**Aim of the exercise**
Please render the rows below as a Markdown table with the columns Number and Text, numbering each line and skipping blank lines and pictures. Begin at the first line of the rows and stop after the line that contains "x=204 y=135".

**Given records**
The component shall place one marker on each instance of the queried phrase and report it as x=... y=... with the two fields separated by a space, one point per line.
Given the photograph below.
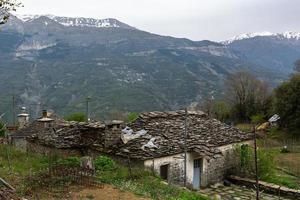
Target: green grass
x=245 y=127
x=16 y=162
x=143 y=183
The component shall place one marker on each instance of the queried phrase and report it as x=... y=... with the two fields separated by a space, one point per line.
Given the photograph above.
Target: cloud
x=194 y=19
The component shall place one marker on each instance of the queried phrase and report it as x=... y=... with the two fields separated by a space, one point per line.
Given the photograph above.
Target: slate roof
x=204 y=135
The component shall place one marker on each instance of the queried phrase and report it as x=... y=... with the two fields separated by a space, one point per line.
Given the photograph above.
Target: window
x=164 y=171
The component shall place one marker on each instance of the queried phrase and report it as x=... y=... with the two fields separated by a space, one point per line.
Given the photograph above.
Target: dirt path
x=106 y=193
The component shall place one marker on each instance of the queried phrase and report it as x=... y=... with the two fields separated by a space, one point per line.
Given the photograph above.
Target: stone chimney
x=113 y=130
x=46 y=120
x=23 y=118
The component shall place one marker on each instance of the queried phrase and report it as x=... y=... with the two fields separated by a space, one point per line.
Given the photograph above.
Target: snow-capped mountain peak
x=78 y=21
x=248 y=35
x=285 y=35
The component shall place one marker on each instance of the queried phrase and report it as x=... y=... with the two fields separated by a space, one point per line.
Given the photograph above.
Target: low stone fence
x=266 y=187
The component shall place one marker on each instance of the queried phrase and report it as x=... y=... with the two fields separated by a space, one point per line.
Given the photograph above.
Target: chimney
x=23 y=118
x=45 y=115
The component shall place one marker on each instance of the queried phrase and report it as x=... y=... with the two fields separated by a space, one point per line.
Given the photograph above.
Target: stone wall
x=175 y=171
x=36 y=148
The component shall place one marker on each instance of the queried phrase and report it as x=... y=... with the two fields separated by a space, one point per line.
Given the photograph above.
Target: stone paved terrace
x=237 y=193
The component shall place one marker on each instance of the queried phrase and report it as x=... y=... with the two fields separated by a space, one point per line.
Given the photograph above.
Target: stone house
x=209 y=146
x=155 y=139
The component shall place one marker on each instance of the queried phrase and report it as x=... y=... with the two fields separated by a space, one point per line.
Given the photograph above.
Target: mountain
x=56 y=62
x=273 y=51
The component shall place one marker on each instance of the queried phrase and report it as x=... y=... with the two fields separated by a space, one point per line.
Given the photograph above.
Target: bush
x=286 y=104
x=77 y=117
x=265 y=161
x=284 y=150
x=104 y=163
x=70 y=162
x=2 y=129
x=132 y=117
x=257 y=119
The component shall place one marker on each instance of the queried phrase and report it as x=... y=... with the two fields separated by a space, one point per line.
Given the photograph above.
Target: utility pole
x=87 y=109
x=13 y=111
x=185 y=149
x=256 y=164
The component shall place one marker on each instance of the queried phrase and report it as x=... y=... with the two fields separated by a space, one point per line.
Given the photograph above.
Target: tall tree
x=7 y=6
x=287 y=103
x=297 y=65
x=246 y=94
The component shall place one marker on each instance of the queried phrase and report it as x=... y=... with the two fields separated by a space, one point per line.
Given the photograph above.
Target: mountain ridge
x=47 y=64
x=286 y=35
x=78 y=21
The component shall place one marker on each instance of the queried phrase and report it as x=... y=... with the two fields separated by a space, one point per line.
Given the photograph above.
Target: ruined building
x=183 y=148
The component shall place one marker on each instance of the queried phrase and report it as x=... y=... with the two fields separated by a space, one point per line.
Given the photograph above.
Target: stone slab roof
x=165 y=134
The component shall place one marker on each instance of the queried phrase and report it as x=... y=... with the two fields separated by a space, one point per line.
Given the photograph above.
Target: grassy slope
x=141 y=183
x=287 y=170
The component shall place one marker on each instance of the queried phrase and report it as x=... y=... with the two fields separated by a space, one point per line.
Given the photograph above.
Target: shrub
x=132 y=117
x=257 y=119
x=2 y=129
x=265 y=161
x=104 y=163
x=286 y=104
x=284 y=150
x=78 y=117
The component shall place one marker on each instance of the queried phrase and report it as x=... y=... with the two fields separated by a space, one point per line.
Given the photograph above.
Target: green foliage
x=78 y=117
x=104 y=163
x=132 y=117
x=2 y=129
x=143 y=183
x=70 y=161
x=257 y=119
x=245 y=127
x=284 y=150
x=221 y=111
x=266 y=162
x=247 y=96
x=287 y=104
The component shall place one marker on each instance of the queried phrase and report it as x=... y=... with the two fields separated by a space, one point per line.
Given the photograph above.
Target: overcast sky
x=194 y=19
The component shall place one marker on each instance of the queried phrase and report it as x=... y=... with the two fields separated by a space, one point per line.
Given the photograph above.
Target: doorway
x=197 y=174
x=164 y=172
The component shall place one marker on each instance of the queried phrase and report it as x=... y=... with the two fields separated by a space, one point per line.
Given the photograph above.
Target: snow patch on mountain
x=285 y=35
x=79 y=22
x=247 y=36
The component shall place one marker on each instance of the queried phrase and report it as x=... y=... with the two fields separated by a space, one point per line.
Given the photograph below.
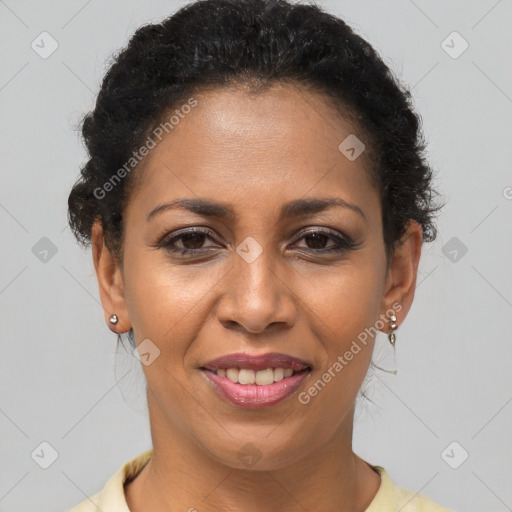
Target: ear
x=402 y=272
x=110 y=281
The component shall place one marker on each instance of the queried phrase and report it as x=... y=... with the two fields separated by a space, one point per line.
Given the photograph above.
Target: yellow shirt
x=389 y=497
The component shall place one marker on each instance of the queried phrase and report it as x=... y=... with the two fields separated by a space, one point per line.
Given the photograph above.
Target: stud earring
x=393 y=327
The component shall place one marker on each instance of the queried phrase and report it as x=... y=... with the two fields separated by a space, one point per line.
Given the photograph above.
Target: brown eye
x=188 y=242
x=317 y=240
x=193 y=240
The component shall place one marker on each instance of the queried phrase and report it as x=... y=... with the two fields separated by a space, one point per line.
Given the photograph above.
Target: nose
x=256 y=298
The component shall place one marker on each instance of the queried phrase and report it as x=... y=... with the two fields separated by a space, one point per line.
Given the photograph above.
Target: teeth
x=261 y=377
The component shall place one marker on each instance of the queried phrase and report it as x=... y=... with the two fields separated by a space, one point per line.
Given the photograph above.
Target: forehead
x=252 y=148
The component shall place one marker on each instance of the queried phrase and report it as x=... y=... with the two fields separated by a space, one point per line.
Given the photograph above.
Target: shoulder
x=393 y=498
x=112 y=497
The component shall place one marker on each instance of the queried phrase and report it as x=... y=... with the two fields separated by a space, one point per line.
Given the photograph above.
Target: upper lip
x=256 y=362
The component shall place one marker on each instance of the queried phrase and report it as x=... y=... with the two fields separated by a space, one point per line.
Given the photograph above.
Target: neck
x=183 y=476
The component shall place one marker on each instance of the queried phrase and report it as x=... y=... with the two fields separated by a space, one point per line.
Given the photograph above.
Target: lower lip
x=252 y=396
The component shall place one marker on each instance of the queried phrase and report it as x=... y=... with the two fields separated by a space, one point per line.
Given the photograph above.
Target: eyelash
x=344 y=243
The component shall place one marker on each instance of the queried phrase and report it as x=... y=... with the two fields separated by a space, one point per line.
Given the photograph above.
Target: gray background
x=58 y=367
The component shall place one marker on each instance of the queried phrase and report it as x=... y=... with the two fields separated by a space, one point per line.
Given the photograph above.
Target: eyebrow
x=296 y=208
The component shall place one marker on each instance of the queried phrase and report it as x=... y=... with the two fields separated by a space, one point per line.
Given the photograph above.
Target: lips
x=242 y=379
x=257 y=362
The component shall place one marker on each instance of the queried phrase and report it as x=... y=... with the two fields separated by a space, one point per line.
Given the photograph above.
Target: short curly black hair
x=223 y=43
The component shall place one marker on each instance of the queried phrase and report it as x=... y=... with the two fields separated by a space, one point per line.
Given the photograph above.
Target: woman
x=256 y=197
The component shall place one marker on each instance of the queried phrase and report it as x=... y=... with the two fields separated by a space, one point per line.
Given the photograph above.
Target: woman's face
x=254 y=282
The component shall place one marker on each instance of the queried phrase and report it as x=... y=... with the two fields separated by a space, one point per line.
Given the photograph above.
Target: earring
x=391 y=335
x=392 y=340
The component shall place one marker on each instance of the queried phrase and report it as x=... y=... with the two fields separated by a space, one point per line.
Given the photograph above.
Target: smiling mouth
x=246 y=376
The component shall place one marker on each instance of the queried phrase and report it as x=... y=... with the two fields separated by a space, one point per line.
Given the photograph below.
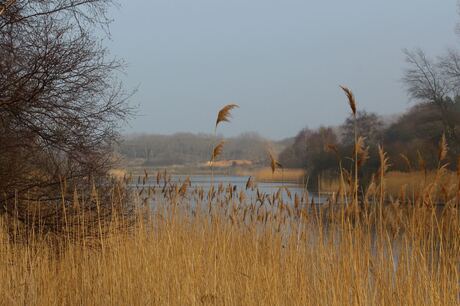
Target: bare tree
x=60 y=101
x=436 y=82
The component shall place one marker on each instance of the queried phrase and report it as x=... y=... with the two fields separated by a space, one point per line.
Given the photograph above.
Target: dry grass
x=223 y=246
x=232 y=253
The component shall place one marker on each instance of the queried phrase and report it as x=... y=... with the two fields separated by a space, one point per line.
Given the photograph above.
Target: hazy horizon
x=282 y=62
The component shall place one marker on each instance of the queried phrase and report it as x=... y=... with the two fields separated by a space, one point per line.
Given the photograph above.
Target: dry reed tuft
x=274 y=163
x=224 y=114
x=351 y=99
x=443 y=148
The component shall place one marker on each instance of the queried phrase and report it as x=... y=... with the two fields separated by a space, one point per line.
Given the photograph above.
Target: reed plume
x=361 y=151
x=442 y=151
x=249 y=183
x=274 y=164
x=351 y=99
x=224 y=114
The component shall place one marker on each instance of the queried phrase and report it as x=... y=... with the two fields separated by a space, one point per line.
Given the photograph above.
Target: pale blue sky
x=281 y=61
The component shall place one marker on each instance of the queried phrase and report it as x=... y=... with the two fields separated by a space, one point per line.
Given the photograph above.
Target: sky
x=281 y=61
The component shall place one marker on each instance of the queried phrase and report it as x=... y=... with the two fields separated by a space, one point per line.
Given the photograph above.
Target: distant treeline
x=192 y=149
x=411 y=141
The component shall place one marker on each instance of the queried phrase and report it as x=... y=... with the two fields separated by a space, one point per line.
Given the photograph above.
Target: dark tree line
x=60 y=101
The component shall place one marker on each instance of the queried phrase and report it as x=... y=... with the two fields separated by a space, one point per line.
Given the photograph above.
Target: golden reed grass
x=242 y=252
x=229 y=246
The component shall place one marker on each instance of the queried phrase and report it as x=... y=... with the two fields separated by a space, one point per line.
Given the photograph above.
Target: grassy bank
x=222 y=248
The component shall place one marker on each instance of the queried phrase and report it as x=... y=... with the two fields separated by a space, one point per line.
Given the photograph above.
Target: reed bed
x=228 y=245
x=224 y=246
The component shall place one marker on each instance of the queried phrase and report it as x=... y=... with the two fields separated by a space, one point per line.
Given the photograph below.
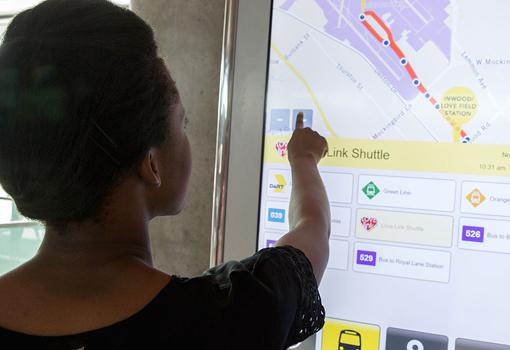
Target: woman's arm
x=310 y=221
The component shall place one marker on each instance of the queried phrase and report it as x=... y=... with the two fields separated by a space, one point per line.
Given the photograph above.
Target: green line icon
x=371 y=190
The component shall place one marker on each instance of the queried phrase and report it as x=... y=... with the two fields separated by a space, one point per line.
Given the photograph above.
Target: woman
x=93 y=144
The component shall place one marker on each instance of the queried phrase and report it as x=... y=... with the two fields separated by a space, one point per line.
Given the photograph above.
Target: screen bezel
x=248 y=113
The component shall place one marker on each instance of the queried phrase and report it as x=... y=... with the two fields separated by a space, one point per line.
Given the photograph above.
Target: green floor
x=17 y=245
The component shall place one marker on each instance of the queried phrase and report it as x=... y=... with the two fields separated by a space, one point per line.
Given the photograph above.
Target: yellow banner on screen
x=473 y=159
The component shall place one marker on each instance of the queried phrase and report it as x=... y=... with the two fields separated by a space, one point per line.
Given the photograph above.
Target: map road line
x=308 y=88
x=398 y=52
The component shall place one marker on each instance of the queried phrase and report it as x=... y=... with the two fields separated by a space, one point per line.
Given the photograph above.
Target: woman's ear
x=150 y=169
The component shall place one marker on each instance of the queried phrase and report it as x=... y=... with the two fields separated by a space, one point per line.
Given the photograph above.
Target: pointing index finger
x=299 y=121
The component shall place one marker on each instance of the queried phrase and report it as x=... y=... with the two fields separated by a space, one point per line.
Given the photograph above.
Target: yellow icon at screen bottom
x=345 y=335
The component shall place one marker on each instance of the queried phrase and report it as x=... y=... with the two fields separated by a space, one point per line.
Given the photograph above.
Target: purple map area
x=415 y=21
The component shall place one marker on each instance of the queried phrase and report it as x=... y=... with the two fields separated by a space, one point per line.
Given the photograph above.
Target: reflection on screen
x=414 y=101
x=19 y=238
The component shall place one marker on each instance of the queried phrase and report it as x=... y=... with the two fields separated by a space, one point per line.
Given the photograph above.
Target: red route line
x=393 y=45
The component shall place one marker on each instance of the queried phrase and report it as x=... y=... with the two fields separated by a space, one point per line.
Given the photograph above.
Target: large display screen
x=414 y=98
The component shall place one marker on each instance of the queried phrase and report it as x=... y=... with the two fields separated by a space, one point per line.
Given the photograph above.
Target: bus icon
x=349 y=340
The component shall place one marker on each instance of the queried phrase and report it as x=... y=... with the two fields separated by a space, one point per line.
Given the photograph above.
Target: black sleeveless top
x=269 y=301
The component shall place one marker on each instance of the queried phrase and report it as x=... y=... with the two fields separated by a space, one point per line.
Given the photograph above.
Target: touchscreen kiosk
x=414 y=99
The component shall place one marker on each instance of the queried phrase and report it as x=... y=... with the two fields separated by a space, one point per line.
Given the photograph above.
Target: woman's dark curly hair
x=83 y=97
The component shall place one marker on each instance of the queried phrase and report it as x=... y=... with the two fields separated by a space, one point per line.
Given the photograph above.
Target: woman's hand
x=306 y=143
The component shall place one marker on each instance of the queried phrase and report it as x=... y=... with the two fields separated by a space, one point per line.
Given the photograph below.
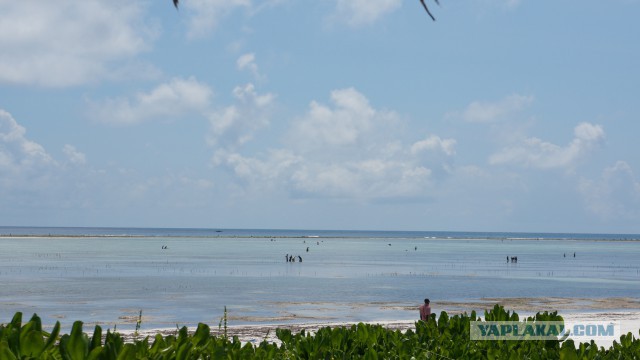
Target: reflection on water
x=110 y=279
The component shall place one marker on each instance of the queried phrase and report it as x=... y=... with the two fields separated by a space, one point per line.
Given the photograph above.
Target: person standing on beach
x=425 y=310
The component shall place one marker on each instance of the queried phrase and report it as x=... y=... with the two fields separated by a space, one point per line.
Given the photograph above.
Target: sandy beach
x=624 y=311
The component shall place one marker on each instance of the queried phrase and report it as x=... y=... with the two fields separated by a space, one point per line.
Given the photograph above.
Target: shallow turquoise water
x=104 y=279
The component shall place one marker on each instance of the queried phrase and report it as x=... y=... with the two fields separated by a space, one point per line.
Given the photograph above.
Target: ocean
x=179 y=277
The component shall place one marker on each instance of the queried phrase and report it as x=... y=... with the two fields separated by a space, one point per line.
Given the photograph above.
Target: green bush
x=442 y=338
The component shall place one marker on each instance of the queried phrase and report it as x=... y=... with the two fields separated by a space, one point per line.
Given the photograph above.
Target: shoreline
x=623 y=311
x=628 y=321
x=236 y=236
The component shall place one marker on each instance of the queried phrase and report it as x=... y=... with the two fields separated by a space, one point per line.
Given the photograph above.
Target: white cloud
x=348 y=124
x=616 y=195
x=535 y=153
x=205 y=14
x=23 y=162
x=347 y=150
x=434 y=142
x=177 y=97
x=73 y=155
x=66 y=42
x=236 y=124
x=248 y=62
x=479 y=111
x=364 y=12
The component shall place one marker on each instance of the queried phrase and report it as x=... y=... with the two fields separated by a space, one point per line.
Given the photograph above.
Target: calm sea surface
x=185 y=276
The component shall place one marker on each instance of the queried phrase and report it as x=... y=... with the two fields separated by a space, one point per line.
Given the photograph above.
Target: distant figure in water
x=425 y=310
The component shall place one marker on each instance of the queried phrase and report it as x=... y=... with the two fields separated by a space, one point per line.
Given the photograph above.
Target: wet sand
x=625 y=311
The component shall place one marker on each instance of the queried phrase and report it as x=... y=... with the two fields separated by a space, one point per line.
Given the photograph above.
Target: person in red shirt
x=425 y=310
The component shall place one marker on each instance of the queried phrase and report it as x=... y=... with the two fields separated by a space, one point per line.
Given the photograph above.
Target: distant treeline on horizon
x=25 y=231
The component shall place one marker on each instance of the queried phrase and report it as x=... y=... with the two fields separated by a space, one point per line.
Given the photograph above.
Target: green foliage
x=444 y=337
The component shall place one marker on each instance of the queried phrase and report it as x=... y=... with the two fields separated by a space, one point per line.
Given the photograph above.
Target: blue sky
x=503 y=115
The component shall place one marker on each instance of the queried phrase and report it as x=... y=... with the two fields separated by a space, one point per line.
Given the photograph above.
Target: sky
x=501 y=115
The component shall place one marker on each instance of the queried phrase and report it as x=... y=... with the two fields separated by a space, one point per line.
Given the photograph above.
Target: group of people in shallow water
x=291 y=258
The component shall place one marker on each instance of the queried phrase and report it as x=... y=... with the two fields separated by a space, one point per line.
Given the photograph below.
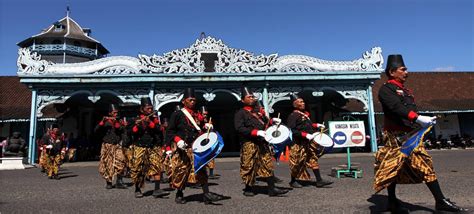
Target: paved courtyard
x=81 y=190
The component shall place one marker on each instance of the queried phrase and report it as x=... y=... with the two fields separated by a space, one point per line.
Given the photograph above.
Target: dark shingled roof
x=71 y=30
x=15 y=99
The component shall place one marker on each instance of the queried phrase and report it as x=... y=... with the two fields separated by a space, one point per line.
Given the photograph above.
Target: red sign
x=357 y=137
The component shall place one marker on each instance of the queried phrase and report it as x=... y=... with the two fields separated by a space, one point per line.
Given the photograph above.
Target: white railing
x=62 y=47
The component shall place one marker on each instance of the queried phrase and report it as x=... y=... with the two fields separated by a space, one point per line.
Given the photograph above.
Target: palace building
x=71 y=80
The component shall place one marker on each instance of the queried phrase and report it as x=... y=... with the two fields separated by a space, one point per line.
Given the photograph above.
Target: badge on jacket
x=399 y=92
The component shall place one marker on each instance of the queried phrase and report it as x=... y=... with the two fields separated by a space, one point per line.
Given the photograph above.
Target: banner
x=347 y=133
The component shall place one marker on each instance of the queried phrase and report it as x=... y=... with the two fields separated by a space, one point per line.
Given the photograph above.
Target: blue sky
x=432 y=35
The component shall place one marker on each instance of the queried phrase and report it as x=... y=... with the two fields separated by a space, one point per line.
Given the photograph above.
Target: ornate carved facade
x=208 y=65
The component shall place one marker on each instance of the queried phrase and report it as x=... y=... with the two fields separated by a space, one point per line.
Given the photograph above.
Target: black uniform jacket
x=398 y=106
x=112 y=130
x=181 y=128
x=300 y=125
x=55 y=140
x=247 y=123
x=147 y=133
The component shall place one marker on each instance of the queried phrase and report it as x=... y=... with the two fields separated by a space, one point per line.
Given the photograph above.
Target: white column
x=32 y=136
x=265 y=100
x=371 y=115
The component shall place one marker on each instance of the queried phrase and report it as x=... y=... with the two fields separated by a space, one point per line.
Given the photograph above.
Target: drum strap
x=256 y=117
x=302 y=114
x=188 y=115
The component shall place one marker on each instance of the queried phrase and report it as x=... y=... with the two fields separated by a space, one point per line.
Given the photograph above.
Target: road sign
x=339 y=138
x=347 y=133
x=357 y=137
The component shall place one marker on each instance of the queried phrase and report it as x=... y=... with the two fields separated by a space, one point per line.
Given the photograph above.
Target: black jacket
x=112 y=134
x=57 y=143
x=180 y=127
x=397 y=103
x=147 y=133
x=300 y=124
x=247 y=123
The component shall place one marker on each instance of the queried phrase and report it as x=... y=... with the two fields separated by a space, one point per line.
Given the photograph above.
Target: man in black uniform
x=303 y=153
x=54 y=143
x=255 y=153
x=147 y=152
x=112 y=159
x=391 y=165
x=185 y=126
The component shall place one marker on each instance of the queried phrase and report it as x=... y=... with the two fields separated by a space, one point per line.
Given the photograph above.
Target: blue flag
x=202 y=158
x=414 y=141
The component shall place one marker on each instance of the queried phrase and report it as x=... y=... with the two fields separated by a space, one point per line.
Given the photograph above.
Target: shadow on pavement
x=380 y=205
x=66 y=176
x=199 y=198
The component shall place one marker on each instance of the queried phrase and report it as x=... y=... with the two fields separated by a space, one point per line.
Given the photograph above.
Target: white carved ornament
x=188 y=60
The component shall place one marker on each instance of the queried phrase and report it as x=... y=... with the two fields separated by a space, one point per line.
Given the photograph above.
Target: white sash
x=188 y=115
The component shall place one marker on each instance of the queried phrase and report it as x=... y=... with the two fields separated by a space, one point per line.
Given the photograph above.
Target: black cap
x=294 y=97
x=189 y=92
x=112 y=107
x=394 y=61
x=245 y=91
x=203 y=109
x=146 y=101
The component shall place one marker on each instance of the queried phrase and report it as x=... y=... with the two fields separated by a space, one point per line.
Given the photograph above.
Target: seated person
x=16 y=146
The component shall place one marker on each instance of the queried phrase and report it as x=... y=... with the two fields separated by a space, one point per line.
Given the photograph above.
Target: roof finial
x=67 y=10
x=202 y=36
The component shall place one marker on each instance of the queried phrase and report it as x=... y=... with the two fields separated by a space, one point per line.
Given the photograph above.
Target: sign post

**Finished answer**
| Number | Text |
|---|---|
| 1 | The component shall place one marker on each instance of the queried phrase and report it as x=... y=... with the two fields separated by a space, one point per line. |
| 2 | Given the photograph below. |
| 3 | Target: green grass |
| 4 | x=245 y=127 |
| 5 | x=16 y=162 |
| 6 | x=143 y=183 |
| 7 | The component shall place one marker on each instance of the queried phrase and report it as x=... y=... with the two fields separated by a space, one point per line. |
| 8 | Given the photograph above. |
| 9 | Target: cloud |
| 10 | x=194 y=19 |
| 11 | The component shall place one marker on each instance of the queried phrase and report it as x=... y=... with the two fields separated by a space, one point per line. |
| 12 | Given the photograph above. |
| 13 | Target: slate roof |
| 14 | x=204 y=135 |